■ **Extrait**
# # #

Mais l’Alliance pour le financement des transports collectifs au Québec (TRANSIT) estime « qu’il y aurait un manque de 500 millions pour l’année financière 2022-2023 dans la région de Montréal ». TRANSIT estime également que « si rien n’est fait pour l’ensemble des sociétés de transport du Québec, l’Association du transport urbain du Québec (ATUQ) redoute un manque à gagner annuel de 900 millions pour l’année 2027 ».

Un gros déficit

En parallèle, le ministère des Finances prévient que le fonds finançant le réseau routier ainsi que le transport collectif est dans le rouge, comme l’avait écrit La Presse l’automne dernier. Plus simplement, les revenus du fonds finançant le réseau routier et le transport collectif (Fonds des réseaux de transport terrestre, FORT) croissent beaucoup plus lentement que ses dépenses.

# # #

■ **Tâche à réaliser 1**
Selon l'extrait sur le financement du transport collectif, à combien TRANSIT chiffre-t-il le manque dans la région de Montréal pour l'année financière 2022-2023 ?
■ **Tâche à réaliser 2**
Poursuivez l'extrait sur le financement du transport collectif au Québec à partir de sa dernière phrase.
Les items proviennent d'une autre source que l'extrait.

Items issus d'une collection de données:

# # #

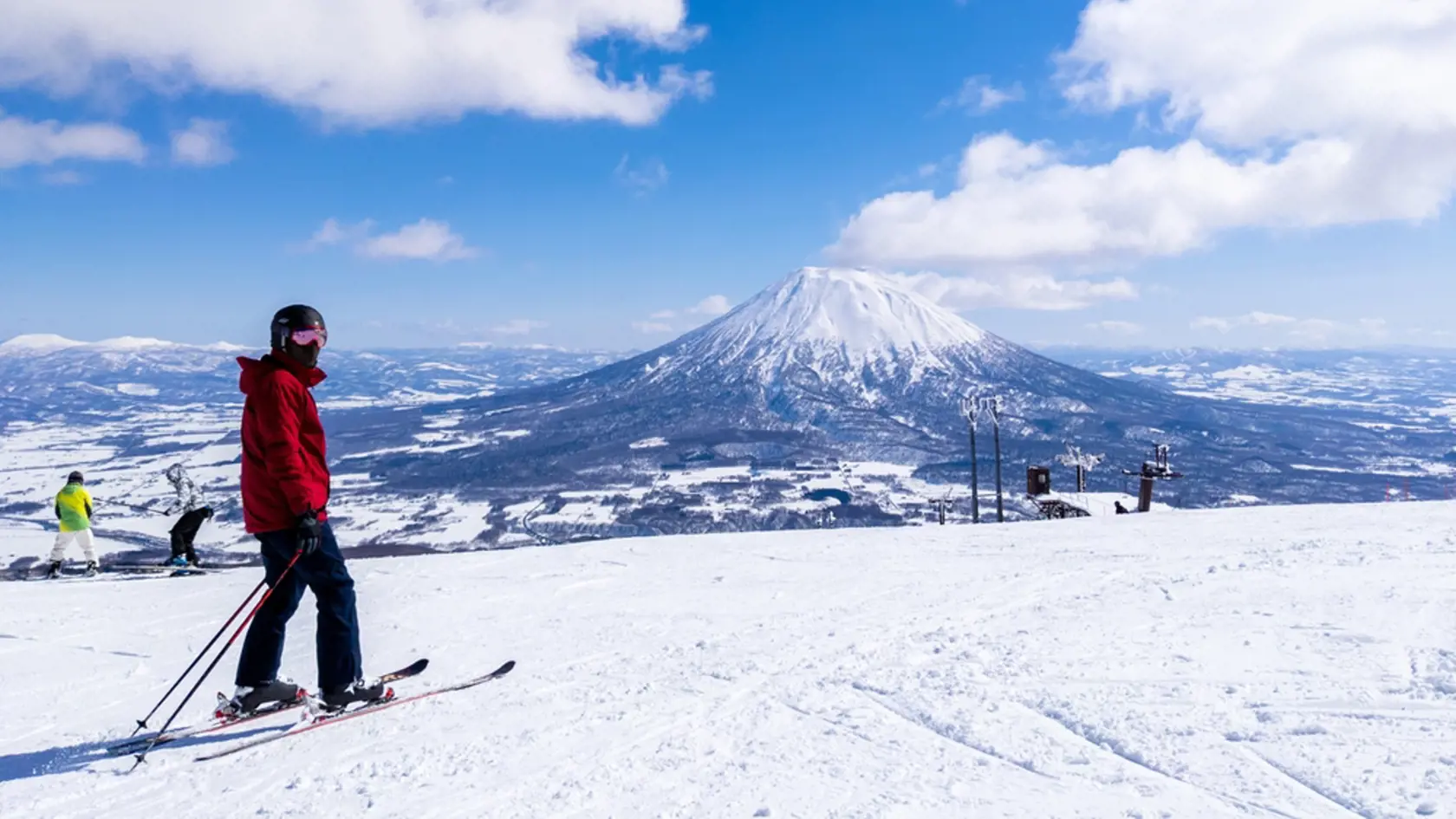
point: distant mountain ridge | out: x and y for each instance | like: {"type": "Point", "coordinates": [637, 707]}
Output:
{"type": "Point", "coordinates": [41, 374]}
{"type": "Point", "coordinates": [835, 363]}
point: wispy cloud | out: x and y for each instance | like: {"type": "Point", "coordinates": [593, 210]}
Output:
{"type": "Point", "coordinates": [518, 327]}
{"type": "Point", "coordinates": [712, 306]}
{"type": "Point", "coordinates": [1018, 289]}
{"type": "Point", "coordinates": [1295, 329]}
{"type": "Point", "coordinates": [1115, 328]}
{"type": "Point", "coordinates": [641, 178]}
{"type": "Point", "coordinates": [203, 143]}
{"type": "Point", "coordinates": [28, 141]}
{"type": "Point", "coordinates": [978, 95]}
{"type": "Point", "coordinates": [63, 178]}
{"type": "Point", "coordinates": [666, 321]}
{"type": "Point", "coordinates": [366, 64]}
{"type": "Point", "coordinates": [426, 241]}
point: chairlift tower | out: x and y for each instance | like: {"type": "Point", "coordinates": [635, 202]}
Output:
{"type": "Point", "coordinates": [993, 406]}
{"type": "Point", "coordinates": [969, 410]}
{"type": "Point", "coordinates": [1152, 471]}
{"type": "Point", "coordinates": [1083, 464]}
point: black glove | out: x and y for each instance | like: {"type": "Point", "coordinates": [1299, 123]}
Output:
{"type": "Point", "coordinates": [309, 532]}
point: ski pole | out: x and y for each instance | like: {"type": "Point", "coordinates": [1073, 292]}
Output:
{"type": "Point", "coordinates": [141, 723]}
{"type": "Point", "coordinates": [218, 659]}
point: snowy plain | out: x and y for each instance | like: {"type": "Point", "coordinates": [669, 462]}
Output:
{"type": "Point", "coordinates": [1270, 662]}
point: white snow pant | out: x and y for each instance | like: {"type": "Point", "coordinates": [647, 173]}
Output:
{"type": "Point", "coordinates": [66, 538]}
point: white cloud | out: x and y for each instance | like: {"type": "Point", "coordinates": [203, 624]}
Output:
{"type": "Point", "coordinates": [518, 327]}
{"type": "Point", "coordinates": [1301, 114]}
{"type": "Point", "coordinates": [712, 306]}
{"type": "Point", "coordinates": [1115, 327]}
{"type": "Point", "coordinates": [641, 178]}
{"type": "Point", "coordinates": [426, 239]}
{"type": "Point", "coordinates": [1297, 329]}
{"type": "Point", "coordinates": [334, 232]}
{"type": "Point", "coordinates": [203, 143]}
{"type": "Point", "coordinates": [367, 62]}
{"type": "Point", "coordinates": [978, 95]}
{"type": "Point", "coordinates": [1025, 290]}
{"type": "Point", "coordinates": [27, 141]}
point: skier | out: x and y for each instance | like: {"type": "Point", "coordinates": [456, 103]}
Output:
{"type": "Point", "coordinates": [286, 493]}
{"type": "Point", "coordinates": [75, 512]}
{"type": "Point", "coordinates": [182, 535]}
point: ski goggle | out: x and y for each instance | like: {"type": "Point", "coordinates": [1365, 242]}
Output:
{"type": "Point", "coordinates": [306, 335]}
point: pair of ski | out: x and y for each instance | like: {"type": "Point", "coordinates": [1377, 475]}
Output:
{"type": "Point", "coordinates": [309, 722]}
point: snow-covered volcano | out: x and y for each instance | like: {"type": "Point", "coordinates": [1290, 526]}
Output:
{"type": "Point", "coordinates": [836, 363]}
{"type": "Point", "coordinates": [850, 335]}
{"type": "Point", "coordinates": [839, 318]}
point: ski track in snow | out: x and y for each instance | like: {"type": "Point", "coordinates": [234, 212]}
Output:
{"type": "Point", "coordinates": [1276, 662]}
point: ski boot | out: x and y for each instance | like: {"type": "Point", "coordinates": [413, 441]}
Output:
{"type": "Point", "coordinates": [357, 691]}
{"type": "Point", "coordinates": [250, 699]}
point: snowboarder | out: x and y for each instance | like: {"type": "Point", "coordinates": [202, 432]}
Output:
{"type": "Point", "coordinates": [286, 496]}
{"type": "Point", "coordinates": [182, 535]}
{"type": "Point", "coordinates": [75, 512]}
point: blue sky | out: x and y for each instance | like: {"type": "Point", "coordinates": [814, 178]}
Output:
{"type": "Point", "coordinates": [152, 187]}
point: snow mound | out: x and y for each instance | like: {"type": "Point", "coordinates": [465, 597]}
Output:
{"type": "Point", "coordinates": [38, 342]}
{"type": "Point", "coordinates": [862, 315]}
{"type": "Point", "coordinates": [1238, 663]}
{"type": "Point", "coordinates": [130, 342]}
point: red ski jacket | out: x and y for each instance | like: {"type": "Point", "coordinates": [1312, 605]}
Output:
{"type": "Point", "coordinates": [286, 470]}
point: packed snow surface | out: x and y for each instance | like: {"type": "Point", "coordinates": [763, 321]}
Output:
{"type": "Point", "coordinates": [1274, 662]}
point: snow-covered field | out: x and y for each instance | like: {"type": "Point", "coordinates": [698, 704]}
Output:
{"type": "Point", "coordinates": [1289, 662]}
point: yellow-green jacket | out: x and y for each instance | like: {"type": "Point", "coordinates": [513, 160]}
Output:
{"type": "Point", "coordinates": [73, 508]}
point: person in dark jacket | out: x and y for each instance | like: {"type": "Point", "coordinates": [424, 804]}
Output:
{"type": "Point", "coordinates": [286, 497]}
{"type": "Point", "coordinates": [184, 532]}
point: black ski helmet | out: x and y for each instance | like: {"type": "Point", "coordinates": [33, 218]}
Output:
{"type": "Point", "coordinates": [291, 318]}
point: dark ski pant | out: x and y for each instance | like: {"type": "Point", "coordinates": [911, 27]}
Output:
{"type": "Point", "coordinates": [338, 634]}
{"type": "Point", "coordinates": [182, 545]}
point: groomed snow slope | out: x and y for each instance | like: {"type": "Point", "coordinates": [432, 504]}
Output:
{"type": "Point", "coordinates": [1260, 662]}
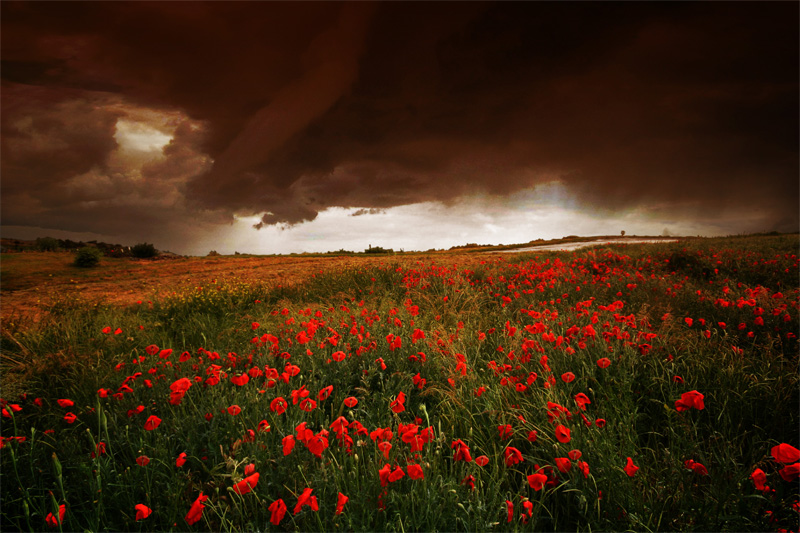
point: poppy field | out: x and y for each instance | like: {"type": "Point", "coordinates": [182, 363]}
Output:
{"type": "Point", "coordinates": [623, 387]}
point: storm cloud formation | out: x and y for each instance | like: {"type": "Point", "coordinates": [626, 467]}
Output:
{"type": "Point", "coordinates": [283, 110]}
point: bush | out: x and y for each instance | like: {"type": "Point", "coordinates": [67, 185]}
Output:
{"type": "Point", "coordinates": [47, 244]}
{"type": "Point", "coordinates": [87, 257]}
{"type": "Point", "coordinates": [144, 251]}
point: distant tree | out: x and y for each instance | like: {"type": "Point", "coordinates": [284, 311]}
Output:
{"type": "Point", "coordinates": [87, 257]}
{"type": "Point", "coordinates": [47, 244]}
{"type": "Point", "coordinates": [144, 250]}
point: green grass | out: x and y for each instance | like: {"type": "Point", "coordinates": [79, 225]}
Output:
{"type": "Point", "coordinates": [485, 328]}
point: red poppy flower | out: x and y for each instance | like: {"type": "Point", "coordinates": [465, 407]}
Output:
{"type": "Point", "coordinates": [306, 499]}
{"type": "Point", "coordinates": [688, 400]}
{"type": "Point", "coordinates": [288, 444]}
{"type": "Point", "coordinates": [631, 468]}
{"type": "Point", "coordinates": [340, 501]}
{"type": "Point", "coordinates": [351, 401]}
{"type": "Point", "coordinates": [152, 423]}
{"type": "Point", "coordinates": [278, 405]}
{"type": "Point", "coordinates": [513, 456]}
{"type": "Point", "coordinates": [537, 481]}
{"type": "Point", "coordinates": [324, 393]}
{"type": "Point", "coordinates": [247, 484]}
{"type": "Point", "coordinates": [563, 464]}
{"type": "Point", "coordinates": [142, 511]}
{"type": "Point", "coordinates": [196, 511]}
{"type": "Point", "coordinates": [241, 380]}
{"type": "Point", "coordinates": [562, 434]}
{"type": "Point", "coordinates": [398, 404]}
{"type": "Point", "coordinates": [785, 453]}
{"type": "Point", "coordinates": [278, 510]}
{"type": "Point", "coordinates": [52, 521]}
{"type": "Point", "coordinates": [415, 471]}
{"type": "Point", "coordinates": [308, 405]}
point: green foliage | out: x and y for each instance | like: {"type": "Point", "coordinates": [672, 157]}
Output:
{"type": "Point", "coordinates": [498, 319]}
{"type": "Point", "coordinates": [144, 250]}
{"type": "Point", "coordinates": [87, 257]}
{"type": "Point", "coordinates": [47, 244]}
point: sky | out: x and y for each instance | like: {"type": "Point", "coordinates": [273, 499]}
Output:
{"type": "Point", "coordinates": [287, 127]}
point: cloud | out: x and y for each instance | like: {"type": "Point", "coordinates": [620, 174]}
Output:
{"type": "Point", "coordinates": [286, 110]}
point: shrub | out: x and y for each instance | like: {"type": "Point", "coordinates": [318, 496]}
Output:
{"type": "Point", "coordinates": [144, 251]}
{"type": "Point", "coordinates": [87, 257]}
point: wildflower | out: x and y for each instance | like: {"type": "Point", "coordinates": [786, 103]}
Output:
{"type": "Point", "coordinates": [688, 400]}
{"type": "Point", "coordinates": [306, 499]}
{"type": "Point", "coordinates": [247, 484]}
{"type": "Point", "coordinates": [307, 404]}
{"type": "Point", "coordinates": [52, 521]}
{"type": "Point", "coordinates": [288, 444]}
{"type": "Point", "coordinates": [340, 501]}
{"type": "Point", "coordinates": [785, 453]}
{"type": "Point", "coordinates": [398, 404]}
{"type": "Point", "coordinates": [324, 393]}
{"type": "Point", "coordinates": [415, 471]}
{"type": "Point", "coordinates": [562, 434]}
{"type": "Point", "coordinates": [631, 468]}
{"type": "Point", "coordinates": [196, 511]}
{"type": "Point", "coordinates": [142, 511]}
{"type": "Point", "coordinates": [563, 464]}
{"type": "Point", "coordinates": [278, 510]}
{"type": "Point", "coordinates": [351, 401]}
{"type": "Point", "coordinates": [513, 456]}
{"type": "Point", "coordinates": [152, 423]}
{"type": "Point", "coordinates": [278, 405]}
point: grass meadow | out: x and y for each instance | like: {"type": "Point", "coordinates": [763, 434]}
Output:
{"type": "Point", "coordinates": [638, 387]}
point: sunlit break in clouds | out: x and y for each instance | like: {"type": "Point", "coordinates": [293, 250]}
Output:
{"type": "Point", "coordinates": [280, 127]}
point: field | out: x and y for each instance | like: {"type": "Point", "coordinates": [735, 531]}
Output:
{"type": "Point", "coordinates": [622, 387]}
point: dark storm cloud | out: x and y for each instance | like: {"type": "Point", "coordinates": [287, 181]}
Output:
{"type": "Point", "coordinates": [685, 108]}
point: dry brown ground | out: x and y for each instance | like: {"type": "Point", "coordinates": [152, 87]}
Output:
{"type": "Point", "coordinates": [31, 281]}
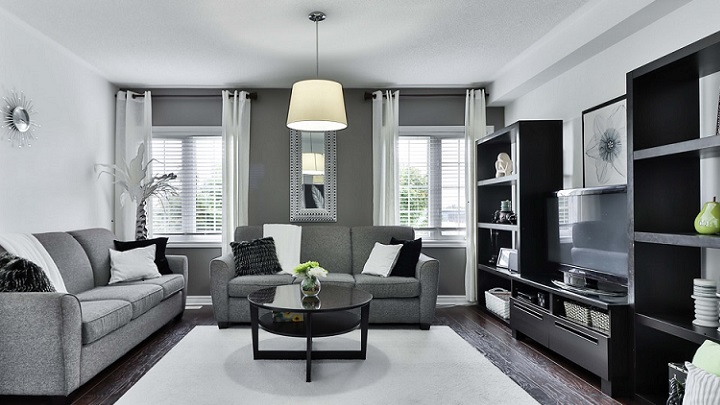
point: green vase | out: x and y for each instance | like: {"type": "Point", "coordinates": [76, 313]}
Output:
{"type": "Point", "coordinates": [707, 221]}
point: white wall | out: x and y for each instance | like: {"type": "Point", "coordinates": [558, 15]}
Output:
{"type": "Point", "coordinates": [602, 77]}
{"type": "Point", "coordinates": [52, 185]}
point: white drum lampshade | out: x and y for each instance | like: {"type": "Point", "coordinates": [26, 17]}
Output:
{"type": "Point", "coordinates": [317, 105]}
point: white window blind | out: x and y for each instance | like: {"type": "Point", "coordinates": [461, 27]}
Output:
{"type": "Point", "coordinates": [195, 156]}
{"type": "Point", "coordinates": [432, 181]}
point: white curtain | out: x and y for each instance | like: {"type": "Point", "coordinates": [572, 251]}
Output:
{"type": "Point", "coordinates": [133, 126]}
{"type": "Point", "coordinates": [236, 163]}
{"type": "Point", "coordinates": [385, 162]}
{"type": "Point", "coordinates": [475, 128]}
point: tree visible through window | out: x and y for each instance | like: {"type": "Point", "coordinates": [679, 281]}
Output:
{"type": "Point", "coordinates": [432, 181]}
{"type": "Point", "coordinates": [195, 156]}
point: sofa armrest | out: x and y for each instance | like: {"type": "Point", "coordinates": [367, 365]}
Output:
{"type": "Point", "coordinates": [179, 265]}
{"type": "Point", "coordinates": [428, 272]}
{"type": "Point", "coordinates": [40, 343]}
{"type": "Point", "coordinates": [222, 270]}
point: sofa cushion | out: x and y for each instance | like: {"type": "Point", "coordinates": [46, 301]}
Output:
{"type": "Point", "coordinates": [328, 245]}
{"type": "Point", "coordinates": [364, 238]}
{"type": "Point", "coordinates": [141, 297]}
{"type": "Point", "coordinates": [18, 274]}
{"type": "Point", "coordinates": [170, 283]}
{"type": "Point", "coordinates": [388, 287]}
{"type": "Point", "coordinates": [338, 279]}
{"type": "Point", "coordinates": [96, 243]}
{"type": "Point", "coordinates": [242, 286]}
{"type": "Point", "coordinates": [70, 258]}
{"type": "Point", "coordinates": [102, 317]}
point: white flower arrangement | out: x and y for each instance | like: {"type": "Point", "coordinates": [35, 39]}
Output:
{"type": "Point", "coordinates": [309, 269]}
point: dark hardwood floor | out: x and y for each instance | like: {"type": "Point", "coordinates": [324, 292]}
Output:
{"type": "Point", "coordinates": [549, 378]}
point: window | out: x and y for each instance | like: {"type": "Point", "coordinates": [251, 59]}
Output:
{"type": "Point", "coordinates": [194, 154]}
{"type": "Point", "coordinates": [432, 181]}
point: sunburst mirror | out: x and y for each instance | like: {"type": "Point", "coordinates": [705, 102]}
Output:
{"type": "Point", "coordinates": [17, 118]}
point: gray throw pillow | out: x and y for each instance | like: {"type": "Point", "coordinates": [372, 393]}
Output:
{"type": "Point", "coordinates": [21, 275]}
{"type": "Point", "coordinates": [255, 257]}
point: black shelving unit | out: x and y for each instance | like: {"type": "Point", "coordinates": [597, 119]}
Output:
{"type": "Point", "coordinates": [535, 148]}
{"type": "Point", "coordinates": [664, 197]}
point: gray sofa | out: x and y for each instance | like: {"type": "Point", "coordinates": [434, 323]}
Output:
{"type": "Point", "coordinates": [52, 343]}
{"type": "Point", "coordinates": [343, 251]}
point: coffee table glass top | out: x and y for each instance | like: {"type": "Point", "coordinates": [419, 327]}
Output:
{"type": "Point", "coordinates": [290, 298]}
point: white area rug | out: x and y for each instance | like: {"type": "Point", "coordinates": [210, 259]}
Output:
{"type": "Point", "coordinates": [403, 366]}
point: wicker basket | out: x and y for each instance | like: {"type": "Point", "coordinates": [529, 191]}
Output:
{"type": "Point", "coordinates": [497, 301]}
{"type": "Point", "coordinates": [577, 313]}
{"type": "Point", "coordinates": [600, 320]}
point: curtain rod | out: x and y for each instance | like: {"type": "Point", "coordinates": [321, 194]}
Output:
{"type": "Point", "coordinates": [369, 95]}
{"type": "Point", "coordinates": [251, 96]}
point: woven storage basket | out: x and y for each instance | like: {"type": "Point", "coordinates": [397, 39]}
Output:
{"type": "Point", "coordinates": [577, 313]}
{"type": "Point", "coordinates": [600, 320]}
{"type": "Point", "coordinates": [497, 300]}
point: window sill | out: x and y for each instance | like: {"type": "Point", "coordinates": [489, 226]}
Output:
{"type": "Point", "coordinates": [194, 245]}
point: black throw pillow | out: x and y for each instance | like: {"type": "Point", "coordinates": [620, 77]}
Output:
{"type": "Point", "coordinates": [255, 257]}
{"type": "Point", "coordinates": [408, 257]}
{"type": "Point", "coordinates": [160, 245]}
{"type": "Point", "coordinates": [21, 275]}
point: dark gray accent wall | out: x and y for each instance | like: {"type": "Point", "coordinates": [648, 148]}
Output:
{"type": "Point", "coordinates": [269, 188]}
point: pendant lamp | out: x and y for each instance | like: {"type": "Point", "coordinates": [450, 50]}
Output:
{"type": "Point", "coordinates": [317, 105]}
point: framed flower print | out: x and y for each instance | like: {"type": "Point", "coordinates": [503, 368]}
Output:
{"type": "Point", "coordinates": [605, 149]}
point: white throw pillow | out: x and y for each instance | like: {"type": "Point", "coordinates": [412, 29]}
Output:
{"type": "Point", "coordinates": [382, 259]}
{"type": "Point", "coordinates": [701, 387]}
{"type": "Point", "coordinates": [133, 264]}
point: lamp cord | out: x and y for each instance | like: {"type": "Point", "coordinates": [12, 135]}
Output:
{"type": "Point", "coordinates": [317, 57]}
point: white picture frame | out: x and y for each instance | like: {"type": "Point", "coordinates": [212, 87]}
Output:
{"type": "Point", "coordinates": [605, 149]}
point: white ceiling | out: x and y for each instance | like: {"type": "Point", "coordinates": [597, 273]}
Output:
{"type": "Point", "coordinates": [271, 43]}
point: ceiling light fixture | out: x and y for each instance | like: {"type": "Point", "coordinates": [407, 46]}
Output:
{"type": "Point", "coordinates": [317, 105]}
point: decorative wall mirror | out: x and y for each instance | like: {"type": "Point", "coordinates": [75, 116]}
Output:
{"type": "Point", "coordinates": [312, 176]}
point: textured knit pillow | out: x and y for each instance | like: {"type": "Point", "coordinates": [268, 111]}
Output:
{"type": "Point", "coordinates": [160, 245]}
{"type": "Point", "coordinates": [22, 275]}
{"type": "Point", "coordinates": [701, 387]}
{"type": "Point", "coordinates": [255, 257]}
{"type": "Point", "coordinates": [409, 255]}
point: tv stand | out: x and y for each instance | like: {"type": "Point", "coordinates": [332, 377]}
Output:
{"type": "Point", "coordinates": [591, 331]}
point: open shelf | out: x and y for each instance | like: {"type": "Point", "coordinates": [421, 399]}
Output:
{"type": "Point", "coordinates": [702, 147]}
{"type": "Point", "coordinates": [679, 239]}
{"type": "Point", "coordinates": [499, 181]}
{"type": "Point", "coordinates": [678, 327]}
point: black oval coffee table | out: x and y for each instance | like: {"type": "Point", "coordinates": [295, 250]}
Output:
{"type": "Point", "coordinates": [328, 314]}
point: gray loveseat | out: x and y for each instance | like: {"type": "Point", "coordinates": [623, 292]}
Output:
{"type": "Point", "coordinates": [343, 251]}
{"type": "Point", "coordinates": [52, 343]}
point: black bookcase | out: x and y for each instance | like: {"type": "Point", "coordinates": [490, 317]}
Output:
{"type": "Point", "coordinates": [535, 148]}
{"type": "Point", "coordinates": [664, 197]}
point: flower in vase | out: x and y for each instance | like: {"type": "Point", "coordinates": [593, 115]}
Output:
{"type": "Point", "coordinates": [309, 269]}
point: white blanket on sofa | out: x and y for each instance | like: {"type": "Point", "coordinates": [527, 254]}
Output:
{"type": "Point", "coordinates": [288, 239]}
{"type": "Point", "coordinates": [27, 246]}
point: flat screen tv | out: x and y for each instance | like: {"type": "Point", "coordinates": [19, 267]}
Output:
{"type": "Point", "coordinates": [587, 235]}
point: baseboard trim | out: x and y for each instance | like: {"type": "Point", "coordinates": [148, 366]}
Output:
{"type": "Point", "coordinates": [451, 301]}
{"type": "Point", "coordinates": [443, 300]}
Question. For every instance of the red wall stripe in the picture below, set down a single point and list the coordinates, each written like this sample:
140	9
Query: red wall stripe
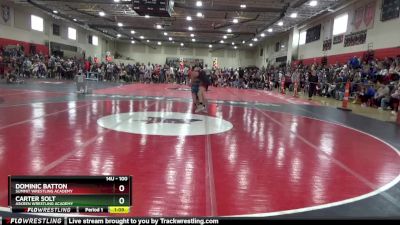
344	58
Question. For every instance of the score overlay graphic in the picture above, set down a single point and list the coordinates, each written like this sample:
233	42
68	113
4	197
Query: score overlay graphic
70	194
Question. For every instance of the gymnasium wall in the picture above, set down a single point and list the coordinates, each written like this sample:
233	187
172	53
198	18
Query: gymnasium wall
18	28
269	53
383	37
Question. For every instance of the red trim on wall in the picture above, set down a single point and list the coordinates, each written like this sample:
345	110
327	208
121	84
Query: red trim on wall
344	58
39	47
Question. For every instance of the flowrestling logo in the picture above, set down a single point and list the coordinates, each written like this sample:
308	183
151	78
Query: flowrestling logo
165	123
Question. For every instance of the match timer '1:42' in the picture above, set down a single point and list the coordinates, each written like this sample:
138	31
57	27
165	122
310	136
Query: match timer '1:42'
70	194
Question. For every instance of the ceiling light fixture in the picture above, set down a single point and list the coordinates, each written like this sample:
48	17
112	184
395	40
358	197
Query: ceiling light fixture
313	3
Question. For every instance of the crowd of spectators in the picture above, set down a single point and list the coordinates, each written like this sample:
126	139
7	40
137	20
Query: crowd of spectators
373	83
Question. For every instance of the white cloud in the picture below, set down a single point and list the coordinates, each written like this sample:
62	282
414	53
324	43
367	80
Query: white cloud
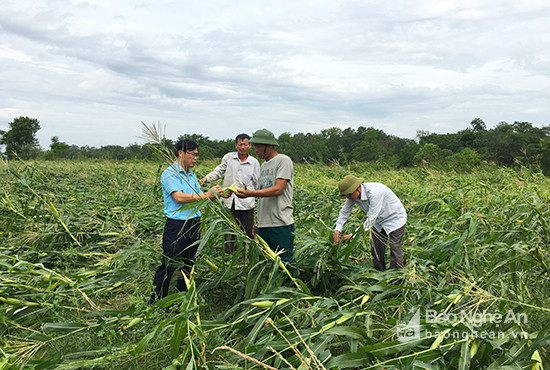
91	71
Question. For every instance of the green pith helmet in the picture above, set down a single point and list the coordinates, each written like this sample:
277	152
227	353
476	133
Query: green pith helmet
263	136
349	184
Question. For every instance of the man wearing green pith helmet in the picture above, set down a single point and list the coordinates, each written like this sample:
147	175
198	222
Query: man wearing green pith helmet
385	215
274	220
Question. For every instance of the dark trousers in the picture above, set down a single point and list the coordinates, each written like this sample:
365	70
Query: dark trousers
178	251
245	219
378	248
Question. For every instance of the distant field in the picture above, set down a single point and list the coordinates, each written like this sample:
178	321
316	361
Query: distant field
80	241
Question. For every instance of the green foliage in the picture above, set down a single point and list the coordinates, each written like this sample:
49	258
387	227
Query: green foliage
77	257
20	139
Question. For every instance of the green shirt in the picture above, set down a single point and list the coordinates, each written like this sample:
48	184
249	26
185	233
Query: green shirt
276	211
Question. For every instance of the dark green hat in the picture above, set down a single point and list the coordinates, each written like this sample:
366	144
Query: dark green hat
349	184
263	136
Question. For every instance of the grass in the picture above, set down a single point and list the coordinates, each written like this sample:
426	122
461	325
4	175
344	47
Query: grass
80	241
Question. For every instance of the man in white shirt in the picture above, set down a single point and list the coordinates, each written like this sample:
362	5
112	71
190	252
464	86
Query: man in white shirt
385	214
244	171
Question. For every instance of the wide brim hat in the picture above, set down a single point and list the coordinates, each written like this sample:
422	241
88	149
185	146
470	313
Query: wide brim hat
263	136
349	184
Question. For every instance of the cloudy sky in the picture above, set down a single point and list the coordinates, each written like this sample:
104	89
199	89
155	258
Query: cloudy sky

# # #

■ **Réponse attendue 1**
À 500 millions.

■ **Réponse attendue 2**
Projets de transports routiers et collectifs

Croissance des revenus : 1,3 %

Croissance des dépenses : 5,9 %

En 2027-2028, le ministère des Finances prévoit un déficit annuel de 1,7 milliard, qui devra être épongé par l’ensemble des contribuables, qui financent déjà une partie des infrastructures routières.

Le FORT est alimenté notamment par la taxe sur les carburants, les droits sur les permis de conduire et ceux sur l’immatriculation. Il est basé sur le principe de l’utilisateur-payeur. Ce sont eux qui paient pour des projets majeurs comme le « prolongement de la route 138, la réfection du tunnel Louis-Hippolyte-La Fontaine, la reconstruction du pont de l’île d’Orléans, le prolongement de la ligne bleue du métro de Montréal » ou le tramway de Québec, note-t-on.

Le ministère des Finances n’ignore pas ces constats. « Des solutions […] devront être identifiées », peut-on lire dans le budget.

Solutions

Ce problème était déjà sur l’écran radar du gouvernement Legault en 2019, lorsque l’ancien ministre des Transports François Bonnardel a lancé un chantier sur la mobilité. Il soulignait déjà qu’un « déséquilibre pourrait survenir […] en raison de l’amélioration de l’efficacité énergétique des véhicules et d’une proportion plus importante de véhicules électriques dans le parc automobile » qui réduisent les revenus, et des dépenses en hausse en raison « des investissements majeurs nécessaires au maintien des actifs ».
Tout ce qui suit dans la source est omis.